SET PROBLEM: Print every record below exactly as written.

SUPPLIED DATA:

----------

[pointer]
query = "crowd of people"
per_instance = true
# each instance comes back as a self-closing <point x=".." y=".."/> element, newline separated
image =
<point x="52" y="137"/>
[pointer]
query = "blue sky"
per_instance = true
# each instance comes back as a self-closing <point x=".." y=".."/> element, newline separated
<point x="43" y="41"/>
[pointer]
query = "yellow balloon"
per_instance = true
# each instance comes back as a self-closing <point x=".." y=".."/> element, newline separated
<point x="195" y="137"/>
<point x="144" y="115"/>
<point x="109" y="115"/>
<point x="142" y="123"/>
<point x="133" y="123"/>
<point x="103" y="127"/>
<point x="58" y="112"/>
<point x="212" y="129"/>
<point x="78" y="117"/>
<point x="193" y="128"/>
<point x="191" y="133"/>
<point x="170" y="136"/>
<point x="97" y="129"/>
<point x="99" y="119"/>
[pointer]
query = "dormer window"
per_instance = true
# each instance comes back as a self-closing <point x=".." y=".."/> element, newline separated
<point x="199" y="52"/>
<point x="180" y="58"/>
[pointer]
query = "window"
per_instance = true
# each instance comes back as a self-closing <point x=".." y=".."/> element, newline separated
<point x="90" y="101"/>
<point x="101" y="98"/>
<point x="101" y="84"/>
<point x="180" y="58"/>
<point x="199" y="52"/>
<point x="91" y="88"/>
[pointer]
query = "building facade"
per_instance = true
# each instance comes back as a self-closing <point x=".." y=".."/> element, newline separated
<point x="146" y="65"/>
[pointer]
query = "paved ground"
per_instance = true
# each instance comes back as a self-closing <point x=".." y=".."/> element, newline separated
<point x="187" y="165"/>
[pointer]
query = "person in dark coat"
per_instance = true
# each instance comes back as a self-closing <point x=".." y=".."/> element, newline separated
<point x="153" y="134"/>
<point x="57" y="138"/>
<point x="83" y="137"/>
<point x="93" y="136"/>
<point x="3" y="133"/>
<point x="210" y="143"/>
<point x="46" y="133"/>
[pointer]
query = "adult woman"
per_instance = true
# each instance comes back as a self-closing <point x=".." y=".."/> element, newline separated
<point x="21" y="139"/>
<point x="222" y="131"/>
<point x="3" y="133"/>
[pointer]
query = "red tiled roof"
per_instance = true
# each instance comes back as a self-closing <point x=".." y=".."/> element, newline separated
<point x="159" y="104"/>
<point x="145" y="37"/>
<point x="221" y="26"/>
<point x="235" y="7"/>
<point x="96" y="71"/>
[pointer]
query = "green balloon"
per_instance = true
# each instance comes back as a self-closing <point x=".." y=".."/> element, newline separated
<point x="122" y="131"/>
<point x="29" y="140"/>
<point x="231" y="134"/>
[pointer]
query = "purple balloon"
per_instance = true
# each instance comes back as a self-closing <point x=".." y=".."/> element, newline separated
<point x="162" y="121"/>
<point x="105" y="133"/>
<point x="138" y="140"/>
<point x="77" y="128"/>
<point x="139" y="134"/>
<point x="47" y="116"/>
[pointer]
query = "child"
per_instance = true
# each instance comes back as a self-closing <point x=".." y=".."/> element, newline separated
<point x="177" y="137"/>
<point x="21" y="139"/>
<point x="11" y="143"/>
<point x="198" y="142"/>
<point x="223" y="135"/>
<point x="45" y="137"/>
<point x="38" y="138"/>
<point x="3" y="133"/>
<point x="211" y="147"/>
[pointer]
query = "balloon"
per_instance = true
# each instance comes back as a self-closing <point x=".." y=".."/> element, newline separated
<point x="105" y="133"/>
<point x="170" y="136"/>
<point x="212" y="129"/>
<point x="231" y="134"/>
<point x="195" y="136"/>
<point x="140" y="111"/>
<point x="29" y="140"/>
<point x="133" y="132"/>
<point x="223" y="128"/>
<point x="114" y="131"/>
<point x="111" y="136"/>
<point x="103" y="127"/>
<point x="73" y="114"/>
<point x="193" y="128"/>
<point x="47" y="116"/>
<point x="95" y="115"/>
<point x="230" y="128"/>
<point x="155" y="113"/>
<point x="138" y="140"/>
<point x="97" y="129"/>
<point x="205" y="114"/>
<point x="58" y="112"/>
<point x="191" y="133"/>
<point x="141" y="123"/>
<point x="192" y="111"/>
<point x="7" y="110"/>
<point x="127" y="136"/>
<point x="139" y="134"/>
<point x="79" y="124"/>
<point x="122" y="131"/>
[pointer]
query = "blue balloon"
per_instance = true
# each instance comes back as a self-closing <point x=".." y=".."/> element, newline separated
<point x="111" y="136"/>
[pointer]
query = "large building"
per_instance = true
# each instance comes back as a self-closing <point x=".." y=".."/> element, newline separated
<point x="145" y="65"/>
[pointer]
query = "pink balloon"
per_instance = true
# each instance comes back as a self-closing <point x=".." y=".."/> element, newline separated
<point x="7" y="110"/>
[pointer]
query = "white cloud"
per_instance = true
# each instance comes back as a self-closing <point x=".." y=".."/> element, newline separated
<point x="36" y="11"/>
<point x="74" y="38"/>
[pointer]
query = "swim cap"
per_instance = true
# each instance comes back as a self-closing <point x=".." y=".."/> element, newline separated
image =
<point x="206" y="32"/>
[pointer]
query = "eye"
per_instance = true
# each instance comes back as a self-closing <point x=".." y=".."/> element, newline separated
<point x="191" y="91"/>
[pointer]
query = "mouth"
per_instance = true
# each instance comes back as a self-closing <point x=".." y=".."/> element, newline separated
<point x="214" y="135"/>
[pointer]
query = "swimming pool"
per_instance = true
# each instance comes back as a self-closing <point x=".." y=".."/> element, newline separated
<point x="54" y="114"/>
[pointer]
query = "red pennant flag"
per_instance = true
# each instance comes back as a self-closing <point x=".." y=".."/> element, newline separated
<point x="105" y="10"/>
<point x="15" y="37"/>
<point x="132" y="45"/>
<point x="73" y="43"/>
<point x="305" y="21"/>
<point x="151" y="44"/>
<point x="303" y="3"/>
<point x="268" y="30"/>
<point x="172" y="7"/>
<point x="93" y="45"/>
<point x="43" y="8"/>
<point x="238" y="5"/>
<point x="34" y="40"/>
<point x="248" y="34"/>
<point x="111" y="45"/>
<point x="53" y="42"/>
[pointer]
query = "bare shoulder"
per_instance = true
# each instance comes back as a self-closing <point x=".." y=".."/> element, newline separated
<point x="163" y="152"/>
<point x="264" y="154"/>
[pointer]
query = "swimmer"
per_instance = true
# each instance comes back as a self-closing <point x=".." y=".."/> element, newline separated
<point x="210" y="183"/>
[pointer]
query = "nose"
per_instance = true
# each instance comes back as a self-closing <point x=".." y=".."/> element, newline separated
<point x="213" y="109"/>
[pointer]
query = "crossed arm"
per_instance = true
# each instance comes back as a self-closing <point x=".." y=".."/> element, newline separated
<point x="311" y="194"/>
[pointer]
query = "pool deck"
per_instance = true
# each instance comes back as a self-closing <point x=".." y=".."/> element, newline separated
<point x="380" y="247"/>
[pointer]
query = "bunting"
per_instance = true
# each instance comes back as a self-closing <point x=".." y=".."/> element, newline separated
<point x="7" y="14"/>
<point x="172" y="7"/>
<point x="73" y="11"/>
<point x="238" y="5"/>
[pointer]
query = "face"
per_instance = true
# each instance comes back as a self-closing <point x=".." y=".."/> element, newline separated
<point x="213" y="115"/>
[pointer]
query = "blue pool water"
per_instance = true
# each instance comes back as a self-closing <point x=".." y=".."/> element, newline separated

----------

RESPONSE:
[pointer]
query = "crowd of people"
per_instance = true
# each instance comes back as a self-closing <point x=".." y=".."/> element, newline separated
image =
<point x="52" y="137"/>
[pointer]
query = "blue sky"
per_instance = true
# each instance comes back as a self-closing <point x=".." y=".."/> element, newline separated
<point x="43" y="41"/>
[pointer]
query = "yellow balloon"
per_instance = true
# each instance comes back as a self-closing <point x=".." y=".."/> element, newline separated
<point x="195" y="137"/>
<point x="144" y="115"/>
<point x="109" y="115"/>
<point x="142" y="123"/>
<point x="133" y="123"/>
<point x="103" y="127"/>
<point x="58" y="112"/>
<point x="212" y="129"/>
<point x="78" y="117"/>
<point x="193" y="128"/>
<point x="191" y="133"/>
<point x="170" y="136"/>
<point x="97" y="129"/>
<point x="99" y="119"/>
[pointer]
query = "dormer window"
per_instance = true
# each instance comes back as a self-closing <point x=".." y=".."/> element, newline separated
<point x="199" y="52"/>
<point x="180" y="58"/>
[pointer]
query = "window"
per_instance = true
# each instance comes back as a self-closing <point x=".." y=".."/> element, newline separated
<point x="90" y="101"/>
<point x="101" y="98"/>
<point x="101" y="84"/>
<point x="180" y="58"/>
<point x="199" y="52"/>
<point x="91" y="88"/>
[pointer]
query = "building facade"
per_instance = true
# each instance comes back as a self-closing <point x=".." y=".."/> element, newline separated
<point x="146" y="65"/>
[pointer]
query = "paved ground"
per_instance = true
# each instance comes back as a self-closing <point x=".." y=".."/> element, newline separated
<point x="187" y="165"/>
[pointer]
query = "person in dark coat"
per_instance = true
# each instance comes back as a self-closing <point x=".." y=".."/> element, newline separated
<point x="153" y="134"/>
<point x="57" y="138"/>
<point x="83" y="137"/>
<point x="93" y="136"/>
<point x="3" y="133"/>
<point x="210" y="143"/>
<point x="46" y="133"/>
[pointer]
query = "adult woman"
per_instance = true
# each instance comes back as a self-closing <point x=".." y=".."/> element, newline separated
<point x="21" y="139"/>
<point x="222" y="131"/>
<point x="3" y="133"/>
[pointer]
query = "red tiled roof"
per_instance = true
# each instance comes back as a self-closing <point x=".." y=".."/> element, newline separated
<point x="159" y="104"/>
<point x="145" y="37"/>
<point x="221" y="26"/>
<point x="235" y="7"/>
<point x="96" y="71"/>
[pointer]
query = "green balloon"
per_instance = true
# each instance comes back as a self-closing <point x=".." y=".."/> element, newline separated
<point x="122" y="131"/>
<point x="29" y="140"/>
<point x="231" y="134"/>
[pointer]
query = "purple balloon"
per_instance = true
# each instance comes back as a self-closing <point x=".." y=".."/> element, newline separated
<point x="162" y="121"/>
<point x="105" y="133"/>
<point x="138" y="140"/>
<point x="77" y="128"/>
<point x="139" y="134"/>
<point x="47" y="116"/>
[pointer]
query = "child"
per_instance = true
# each instance comes back as a self-closing <point x=".." y=".."/> element, newline separated
<point x="177" y="137"/>
<point x="21" y="139"/>
<point x="11" y="143"/>
<point x="198" y="142"/>
<point x="223" y="135"/>
<point x="45" y="137"/>
<point x="38" y="138"/>
<point x="3" y="133"/>
<point x="211" y="147"/>
[pointer]
query = "balloon"
per_instance = true
# each instance comes back as a self-closing <point x=".." y=".."/> element, newline separated
<point x="105" y="133"/>
<point x="170" y="136"/>
<point x="212" y="129"/>
<point x="231" y="134"/>
<point x="195" y="136"/>
<point x="140" y="111"/>
<point x="29" y="140"/>
<point x="133" y="132"/>
<point x="223" y="128"/>
<point x="114" y="131"/>
<point x="111" y="136"/>
<point x="103" y="127"/>
<point x="73" y="114"/>
<point x="193" y="128"/>
<point x="47" y="116"/>
<point x="95" y="115"/>
<point x="230" y="128"/>
<point x="155" y="113"/>
<point x="138" y="140"/>
<point x="97" y="129"/>
<point x="205" y="114"/>
<point x="58" y="112"/>
<point x="191" y="133"/>
<point x="141" y="123"/>
<point x="192" y="111"/>
<point x="7" y="110"/>
<point x="127" y="136"/>
<point x="139" y="134"/>
<point x="79" y="124"/>
<point x="122" y="131"/>
[pointer]
query = "blue balloon"
per_instance = true
# each instance comes back as a self-closing <point x=".." y=".."/> element, newline separated
<point x="111" y="136"/>
[pointer]
query = "large building"
per_instance = true
# each instance comes back as a self-closing <point x=".." y=".."/> element, newline separated
<point x="145" y="65"/>
[pointer]
query = "pink balloon"
per_instance = true
# each instance comes back as a self-closing <point x=".." y=".."/> element, newline separated
<point x="7" y="110"/>
[pointer]
query = "white cloud"
per_instance = true
# each instance comes back as a self-closing <point x=".." y=".."/> element, newline separated
<point x="36" y="11"/>
<point x="74" y="38"/>
[pointer]
query = "swim cap"
per_instance = true
# each instance comes back as a self-closing <point x=".." y=".."/> element, newline separated
image =
<point x="206" y="32"/>
[pointer]
query = "eye"
per_instance = true
# each instance comes back as a self-closing <point x=".." y=".."/> element, newline separated
<point x="191" y="91"/>
[pointer]
query = "mouth"
per_instance = true
# each instance comes back as a self-closing <point x=".." y=".."/> element, newline separated
<point x="214" y="135"/>
[pointer]
query = "swimming pool"
per_instance = true
# each instance comes back as a self-closing <point x=".." y=".."/> element, newline separated
<point x="54" y="114"/>
[pointer]
query = "red pennant flag"
per_instance = true
# each instance comes back as a self-closing <point x=".." y=".."/> element, newline separated
<point x="105" y="10"/>
<point x="15" y="37"/>
<point x="132" y="45"/>
<point x="73" y="43"/>
<point x="305" y="21"/>
<point x="151" y="44"/>
<point x="303" y="3"/>
<point x="268" y="30"/>
<point x="172" y="7"/>
<point x="93" y="45"/>
<point x="43" y="8"/>
<point x="238" y="5"/>
<point x="34" y="40"/>
<point x="248" y="34"/>
<point x="111" y="45"/>
<point x="53" y="42"/>
[pointer]
query = "bare shoulder"
per_instance = true
# each instance comes back as a self-closing <point x=".." y=".."/> element, newline separated
<point x="163" y="152"/>
<point x="264" y="154"/>
[pointer]
query = "swimmer"
per_instance = true
# each instance comes back as a self-closing <point x=".." y=".."/> element, newline separated
<point x="210" y="183"/>
[pointer]
query = "nose"
per_instance = true
# each instance comes back as a self-closing <point x=".." y=".."/> element, newline separated
<point x="213" y="109"/>
[pointer]
query = "crossed arm"
per_instance = true
# each instance comes back as a self-closing <point x=".." y=".."/> element, newline separated
<point x="311" y="194"/>
[pointer]
query = "pool deck"
per_instance = true
# each instance comes back as a self-closing <point x=".." y=".."/> element, newline separated
<point x="380" y="247"/>
[pointer]
query = "bunting"
per_instance = true
# each instance comes back as a self-closing <point x=".." y=".."/> element, newline separated
<point x="7" y="14"/>
<point x="172" y="7"/>
<point x="73" y="11"/>
<point x="238" y="5"/>
[pointer]
query = "face"
per_instance = true
# each instance comes back as a self-closing <point x=".." y=".."/> element, newline separated
<point x="213" y="115"/>
[pointer]
query = "blue pool water"
per_instance = true
# each instance comes back as a self-closing <point x=".." y=".."/> element, newline separated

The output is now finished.